PROBLEM TO SOLVE: Extract every line of the records that contains the string "chair", observing case exactly.
++++++++
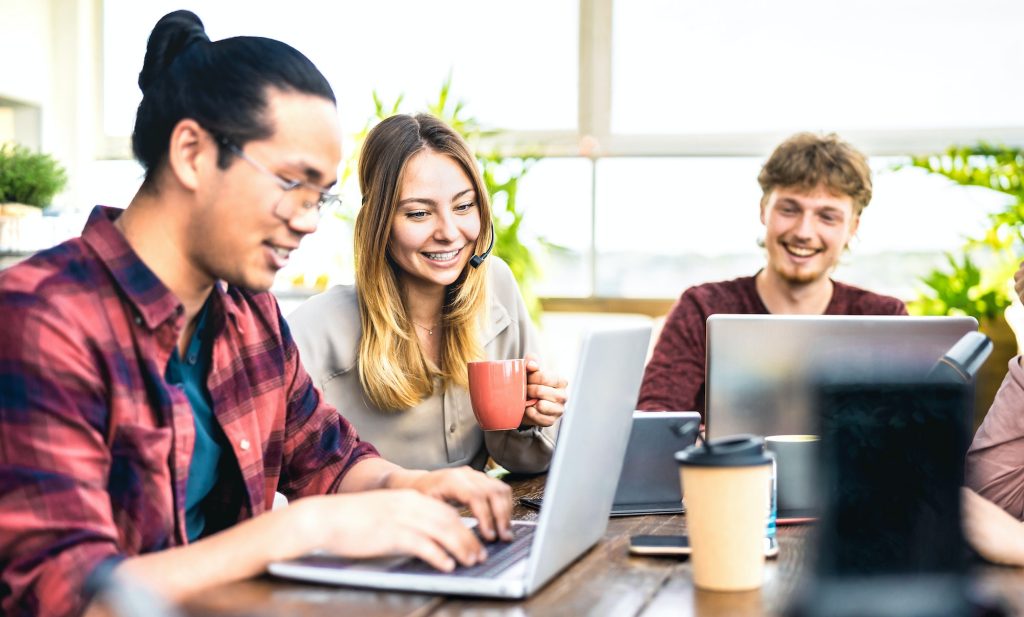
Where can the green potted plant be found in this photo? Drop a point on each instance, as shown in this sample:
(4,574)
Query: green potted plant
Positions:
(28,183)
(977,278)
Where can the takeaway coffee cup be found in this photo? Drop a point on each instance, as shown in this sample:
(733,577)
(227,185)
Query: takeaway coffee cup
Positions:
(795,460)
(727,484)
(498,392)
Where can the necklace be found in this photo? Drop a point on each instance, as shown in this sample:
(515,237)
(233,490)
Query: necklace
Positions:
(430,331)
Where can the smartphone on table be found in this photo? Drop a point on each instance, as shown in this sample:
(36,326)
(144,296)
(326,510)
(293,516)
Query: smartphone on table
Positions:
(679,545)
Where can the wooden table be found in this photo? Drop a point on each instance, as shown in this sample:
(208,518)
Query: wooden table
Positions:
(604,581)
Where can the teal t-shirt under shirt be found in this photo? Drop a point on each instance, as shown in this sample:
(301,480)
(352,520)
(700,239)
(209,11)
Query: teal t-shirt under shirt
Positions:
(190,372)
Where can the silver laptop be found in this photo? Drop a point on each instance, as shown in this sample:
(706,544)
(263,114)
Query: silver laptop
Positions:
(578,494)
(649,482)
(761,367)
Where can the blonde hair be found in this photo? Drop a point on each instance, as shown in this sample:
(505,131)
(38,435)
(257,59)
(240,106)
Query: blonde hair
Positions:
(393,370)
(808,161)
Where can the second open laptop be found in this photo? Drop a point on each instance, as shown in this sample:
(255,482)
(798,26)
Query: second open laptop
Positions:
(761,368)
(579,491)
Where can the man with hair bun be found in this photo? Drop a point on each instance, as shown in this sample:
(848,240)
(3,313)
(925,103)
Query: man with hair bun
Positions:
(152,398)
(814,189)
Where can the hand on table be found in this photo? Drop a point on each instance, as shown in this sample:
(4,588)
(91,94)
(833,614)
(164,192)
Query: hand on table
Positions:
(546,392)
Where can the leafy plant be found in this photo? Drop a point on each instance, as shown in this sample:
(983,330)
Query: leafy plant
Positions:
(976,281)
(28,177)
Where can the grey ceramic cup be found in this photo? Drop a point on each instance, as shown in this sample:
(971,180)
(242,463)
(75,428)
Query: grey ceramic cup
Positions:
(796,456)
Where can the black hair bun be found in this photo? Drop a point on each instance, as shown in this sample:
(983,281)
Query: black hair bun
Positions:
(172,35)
++++++++
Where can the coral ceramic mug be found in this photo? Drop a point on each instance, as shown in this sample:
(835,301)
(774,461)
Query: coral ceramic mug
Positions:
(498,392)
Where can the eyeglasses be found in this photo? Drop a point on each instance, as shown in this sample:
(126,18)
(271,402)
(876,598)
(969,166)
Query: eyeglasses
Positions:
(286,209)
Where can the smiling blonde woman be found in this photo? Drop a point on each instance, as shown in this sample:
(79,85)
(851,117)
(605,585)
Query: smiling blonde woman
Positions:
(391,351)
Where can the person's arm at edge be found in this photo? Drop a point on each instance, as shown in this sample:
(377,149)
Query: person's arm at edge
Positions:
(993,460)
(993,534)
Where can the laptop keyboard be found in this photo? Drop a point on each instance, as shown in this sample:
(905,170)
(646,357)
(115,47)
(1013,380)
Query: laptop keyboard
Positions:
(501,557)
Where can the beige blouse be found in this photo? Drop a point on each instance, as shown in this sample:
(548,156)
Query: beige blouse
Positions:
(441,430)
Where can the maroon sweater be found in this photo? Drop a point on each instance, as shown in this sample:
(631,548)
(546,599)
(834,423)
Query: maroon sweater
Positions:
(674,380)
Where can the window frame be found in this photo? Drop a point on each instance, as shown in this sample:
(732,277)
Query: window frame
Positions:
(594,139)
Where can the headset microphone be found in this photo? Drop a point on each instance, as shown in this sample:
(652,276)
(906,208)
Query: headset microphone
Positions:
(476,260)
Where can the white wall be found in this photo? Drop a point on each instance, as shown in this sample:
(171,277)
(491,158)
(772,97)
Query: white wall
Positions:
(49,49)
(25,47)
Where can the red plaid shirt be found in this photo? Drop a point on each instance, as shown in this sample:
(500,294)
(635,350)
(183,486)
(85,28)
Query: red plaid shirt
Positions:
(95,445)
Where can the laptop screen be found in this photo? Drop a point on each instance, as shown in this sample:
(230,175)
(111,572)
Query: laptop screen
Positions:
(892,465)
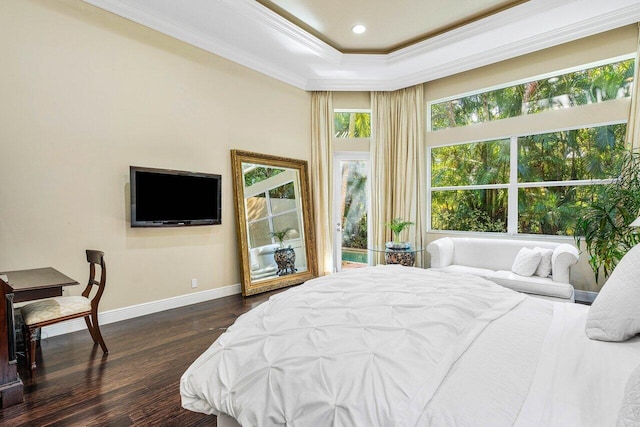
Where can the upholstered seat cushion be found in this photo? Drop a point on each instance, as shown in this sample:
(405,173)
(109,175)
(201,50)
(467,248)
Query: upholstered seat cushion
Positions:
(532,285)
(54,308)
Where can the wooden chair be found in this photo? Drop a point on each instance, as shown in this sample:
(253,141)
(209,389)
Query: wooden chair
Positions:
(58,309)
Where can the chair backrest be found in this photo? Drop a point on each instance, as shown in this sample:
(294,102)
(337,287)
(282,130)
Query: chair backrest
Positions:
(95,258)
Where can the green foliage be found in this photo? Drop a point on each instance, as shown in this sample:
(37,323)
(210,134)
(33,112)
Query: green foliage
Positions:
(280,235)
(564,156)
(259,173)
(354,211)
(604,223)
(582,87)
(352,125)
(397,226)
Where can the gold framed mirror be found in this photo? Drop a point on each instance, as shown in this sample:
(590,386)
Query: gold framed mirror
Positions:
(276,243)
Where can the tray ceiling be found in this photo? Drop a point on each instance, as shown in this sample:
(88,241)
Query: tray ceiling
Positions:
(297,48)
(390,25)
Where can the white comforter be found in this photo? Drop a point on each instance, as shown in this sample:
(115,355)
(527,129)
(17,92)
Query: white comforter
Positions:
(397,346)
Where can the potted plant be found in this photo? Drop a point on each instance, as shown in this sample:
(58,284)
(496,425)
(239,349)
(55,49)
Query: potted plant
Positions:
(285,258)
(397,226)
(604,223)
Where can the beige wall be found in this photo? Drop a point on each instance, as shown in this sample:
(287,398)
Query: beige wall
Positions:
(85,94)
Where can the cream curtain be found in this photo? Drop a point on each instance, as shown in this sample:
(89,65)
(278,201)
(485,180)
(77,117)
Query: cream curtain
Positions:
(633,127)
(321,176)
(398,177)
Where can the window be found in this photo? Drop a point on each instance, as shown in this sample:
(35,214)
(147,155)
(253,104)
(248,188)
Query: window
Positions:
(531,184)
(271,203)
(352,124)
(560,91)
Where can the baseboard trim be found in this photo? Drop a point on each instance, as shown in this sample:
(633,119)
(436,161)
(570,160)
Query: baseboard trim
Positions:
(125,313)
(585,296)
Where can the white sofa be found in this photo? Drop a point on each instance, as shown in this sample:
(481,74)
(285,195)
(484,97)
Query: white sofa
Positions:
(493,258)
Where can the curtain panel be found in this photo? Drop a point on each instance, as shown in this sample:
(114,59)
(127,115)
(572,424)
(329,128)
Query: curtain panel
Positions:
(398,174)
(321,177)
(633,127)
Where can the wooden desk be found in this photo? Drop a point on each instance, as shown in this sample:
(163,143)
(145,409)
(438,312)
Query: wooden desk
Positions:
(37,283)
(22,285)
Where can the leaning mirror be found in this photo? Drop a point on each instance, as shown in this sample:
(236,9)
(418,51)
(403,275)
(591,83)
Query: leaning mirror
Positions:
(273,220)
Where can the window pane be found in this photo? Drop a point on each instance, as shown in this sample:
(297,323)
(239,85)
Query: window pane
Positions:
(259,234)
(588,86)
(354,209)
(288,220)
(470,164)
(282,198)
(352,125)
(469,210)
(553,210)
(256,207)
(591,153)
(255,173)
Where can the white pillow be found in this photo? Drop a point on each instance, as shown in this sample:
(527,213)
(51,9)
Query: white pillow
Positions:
++++++++
TASK OUTPUT:
Where can the wooden chair be found in this photo? Drop a point on each instance, as shown in this sample:
Query: wooden chair
Where can the chair backrest be found in this photo? Drop a point on each instance, as shown in this sample:
Query: chair backrest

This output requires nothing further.